--- begin Dataset excerpts ---

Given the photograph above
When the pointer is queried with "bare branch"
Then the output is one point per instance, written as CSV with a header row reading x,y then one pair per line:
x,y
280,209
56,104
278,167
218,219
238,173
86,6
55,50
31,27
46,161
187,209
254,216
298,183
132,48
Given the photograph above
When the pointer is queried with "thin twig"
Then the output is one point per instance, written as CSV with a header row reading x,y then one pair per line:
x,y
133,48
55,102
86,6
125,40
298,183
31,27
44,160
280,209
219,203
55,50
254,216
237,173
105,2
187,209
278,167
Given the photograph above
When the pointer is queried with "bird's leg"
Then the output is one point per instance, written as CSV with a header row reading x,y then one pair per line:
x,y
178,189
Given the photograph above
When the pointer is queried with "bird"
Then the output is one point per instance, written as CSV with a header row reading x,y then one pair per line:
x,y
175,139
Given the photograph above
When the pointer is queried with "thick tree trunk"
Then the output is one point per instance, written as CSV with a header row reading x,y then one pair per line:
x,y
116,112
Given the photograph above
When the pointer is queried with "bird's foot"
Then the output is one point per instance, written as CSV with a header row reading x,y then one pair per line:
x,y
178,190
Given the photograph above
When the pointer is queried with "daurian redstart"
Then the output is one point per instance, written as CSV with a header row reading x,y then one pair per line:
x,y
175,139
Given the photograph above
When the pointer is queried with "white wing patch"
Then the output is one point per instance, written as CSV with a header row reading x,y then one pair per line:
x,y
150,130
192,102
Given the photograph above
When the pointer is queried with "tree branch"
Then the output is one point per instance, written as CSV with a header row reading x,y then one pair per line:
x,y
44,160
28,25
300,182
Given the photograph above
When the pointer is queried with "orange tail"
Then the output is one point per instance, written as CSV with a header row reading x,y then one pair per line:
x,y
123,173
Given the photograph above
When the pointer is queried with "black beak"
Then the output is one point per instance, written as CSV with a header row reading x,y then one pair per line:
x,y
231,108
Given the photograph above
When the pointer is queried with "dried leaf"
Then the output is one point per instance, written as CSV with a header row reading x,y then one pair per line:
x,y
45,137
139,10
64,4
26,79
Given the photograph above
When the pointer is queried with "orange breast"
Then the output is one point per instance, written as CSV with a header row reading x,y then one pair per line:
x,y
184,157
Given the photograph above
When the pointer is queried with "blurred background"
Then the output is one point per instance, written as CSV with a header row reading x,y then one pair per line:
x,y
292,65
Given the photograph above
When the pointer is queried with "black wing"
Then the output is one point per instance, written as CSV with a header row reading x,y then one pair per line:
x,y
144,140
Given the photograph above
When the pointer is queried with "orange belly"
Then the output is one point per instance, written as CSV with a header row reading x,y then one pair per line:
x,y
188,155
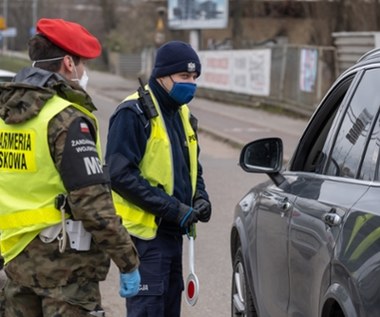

--- end Dataset excerpts ---

- _What is being asked_: List each line of the items above that contains the string "wing", treating uppercase and lowercase as distinct.

- _Answer to this problem_:
When the pointer is queried with "white wing patch"
When the pointer is queried with "black wing"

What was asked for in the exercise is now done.